Pull out each line of the records that contains the word "rough" and list those lines.
══════════
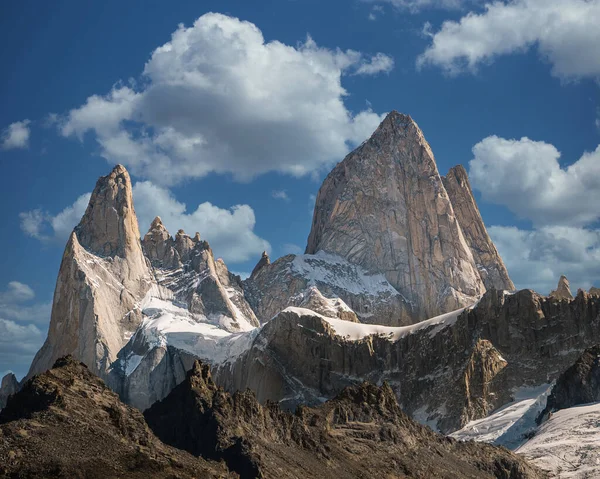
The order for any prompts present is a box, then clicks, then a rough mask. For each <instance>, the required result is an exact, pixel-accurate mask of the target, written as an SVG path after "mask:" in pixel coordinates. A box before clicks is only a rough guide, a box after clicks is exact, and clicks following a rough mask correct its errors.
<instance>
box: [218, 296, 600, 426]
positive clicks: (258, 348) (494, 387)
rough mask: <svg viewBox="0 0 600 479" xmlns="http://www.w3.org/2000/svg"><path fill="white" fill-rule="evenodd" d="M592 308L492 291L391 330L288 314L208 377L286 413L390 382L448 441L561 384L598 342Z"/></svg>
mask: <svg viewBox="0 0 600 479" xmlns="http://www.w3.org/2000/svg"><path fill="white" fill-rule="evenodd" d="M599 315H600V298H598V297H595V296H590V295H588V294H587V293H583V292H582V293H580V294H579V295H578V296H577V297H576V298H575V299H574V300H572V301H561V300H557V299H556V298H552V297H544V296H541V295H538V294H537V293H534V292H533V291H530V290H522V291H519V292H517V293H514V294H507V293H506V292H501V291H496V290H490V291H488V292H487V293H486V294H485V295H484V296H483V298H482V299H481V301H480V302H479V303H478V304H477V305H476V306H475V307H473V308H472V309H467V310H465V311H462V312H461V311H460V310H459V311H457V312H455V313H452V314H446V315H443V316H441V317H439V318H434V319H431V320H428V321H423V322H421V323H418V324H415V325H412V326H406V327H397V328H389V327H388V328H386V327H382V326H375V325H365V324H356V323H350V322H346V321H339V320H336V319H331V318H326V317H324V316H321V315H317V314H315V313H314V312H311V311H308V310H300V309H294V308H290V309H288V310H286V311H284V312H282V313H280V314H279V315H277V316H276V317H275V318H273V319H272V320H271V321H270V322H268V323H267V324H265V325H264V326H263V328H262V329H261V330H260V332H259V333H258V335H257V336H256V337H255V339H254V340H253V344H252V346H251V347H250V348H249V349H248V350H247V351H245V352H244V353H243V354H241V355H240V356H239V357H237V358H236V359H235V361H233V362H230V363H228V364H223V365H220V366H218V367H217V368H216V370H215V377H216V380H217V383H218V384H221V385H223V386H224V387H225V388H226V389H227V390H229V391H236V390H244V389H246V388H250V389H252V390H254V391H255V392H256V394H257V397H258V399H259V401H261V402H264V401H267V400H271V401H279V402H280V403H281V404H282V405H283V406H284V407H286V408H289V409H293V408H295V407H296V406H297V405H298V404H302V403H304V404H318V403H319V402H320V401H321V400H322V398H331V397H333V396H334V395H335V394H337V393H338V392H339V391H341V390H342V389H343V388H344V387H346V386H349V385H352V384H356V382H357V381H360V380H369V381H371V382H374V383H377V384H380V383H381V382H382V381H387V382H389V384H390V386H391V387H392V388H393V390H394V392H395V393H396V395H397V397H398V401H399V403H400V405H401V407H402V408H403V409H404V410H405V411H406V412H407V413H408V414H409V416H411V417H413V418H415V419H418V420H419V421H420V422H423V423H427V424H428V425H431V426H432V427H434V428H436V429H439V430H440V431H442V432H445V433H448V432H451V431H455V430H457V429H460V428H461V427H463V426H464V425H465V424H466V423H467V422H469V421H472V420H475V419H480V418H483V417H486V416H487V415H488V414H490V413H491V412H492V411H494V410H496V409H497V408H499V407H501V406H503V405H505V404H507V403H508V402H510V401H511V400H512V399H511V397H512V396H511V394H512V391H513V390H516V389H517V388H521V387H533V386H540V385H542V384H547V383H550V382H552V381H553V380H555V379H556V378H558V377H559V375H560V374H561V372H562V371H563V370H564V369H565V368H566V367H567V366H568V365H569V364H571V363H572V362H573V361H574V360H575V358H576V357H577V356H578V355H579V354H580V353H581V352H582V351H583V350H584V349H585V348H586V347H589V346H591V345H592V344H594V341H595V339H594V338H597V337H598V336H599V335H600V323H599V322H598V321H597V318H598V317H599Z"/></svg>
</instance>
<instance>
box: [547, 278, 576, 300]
══════════
#### YOUR RESPONSE
The order for any prompts present is a box, then clicks, then a rough mask. For each <instance>, the required result is an exact, pixel-accurate mask of the target, written as an SVG path after "mask:" in pixel coordinates. A box before clicks is only a rough guide, a box after clicks is exact, and clicks following a rough mask correct its errors.
rough mask: <svg viewBox="0 0 600 479" xmlns="http://www.w3.org/2000/svg"><path fill="white" fill-rule="evenodd" d="M592 308L492 291L391 330L288 314L208 377L286 413L390 382L448 441L561 384L598 342Z"/></svg>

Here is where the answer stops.